***** Data

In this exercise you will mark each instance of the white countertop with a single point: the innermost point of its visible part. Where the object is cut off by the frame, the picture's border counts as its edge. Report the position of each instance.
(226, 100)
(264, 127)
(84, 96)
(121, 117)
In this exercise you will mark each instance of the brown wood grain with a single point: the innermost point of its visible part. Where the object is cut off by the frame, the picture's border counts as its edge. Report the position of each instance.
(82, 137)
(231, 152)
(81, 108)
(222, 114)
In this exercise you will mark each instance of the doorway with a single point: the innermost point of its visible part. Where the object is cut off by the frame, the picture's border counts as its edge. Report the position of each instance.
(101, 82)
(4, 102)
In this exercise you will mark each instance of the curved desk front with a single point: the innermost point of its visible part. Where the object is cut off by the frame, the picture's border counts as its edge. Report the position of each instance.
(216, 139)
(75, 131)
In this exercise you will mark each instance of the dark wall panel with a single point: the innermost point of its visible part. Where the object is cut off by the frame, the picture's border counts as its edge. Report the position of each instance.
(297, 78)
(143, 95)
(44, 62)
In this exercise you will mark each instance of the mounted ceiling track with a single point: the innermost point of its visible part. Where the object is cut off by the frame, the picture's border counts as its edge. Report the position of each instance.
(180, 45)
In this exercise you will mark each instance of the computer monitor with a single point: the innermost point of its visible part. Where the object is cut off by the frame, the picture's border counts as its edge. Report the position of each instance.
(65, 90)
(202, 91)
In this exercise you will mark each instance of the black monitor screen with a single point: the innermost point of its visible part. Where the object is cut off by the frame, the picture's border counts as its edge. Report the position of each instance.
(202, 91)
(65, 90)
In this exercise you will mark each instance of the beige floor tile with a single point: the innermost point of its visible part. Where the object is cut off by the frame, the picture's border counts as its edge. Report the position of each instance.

**********

Task description: You are asked to reproduce word for word the line containing "In this exercise you will mark each instance of the black" and every subsequent line through the end of the entries.

Your response:
In this exercise you will mark each instance of the black monitor screen with a single point: the innermost point of its visible part. Where the object is cut off by the frame, the picture's border counts as its edge. Report the position of each instance.
(202, 91)
(65, 90)
In this exercise you will mark each instance of the beige floor tile with a single point: the innermost point of its visible part. Where the object is cut off by the frame, the picture's border counts as its edge. Report the position of each instance.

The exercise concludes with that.